I know this is an old question. But I had to spend some time searching for this and I'm just documenting the approaches here for anyone's future reference.

Method 1
The straightforward 2D method that uses N rows is:

int dp[MAXN][MAXW];
int solve()
{
    memset(dp[0], 0, sizeof(dp[0]));
    for(int i = 1; i <= N; i++) {
        for(int j = 0; j <= W; j++) {
            dp[i][j] = (w[i] > j) ? dp[i-1][j] : max(dp[i-1][j], dp[i-1][j-w[i]] + v[i]);
        }
    }
    return dp[N][W];
} 

This uses O(NW) space.

Method 2
You may notice that while calculating the entries of the matrix for a particular row, we're only looking at the previous row and not the rows before that. This can be exploited to maintain only 2 rows and keep swapping their roles as current & previous row.

int dp[2][MAXW];
int solve()

Data rows

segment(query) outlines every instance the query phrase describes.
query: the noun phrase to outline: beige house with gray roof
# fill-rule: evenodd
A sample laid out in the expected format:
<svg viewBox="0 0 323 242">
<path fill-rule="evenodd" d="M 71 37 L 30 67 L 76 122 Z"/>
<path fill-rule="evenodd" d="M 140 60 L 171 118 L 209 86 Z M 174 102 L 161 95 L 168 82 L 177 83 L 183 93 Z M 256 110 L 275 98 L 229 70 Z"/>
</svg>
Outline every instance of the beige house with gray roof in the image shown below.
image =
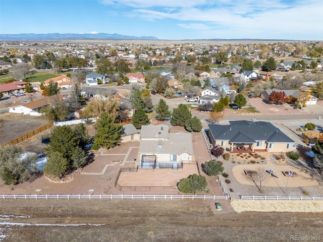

The task
Write out word for word the part of the text on dynamic programming that opens with the words containing "int dp[MAXN][MAXW];" and closes with "uses O(NW) space.". The records are separate material and have no connection to the text on dynamic programming.

Final result
int dp[MAXN][MAXW];
int solve()
{
    memset(dp[0], 0, sizeof(dp[0]));
    for(int i = 1; i <= N; i++) {
        for(int j = 0; j <= W; j++) {
            dp[i][j] = (w[i] > j) ? dp[i-1][j] : max(dp[i-1][j], dp[i-1][j-w[i]] + v[i]);
        }
    }
    return dp[N][W];
} 

This uses O(NW) space.